[Excerpts from a dataset]
##########

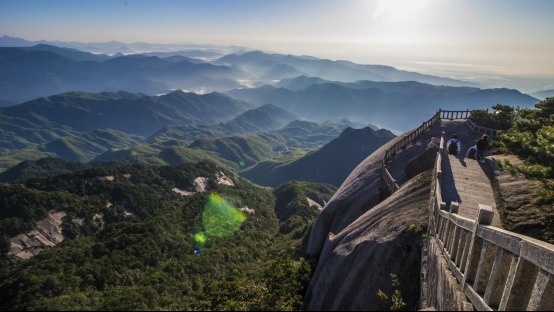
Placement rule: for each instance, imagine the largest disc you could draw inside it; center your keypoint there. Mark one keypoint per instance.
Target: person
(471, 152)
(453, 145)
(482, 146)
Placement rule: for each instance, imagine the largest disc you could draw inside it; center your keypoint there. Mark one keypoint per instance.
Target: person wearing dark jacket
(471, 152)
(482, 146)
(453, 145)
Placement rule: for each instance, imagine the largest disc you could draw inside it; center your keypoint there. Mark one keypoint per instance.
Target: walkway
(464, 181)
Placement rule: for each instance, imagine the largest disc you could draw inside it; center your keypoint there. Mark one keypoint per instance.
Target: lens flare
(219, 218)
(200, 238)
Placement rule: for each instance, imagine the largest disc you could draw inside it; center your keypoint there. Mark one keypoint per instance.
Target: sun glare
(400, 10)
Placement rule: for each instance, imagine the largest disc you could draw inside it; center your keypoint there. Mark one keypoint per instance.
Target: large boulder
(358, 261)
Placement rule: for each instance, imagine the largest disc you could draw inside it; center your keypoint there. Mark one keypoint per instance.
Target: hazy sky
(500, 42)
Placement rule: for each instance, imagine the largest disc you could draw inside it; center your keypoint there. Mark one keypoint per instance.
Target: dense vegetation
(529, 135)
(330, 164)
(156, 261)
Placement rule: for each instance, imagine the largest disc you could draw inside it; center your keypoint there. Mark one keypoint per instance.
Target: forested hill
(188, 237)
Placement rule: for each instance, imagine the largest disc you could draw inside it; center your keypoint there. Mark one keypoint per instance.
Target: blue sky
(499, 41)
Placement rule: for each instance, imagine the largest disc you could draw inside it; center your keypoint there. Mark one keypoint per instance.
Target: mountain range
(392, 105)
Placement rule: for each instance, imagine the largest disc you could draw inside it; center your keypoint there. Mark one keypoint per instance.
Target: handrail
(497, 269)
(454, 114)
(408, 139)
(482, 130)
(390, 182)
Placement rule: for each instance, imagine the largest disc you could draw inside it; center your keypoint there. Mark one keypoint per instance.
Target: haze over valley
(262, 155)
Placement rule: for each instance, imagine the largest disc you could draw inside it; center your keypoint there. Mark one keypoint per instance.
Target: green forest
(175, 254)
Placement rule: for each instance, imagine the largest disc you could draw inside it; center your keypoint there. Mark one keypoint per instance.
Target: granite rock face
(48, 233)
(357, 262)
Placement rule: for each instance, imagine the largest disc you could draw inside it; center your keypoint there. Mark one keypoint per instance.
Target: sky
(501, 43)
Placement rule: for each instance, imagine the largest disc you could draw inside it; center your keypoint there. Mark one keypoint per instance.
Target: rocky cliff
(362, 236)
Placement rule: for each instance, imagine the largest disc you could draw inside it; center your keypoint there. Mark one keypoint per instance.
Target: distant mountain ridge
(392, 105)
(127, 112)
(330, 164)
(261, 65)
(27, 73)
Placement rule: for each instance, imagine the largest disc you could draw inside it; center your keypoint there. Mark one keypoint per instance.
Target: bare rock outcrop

##########

Problem details.
The expected output is the lines from the one holding "Target: green forest" through the last line of the data, exactly as they appear, with nothing before or after.

Answer to this task.
Target: green forest
(175, 254)
Placement rule: for each instance, imagine the largest disc you could draw inside it; center your keypoint there. Mark one keypoint per instance.
Target: granite rock face
(48, 233)
(357, 262)
Placement rule: for each instance, imagine the largest disc you could draw inside it; center your keypoint there. Mark one keypoint per instance.
Target: sky
(501, 43)
Placement rule: for each instance, imagine the largest disc you could draw inside it; center your keypoint there. Mark one keypoint per instance.
Target: rocky cliff
(362, 236)
Placement rule: for each instance, imagine the largest disc you could draw inside it; center your keypoint there. Mark one keypoint per instance.
Target: distant mountain ridge
(392, 105)
(127, 112)
(330, 164)
(261, 65)
(27, 73)
Placement rule: for each instance, imagine the largest disc you could draw inside it; center your keypoint there. Mark one keypoint per instance.
Target: bare rock outcrop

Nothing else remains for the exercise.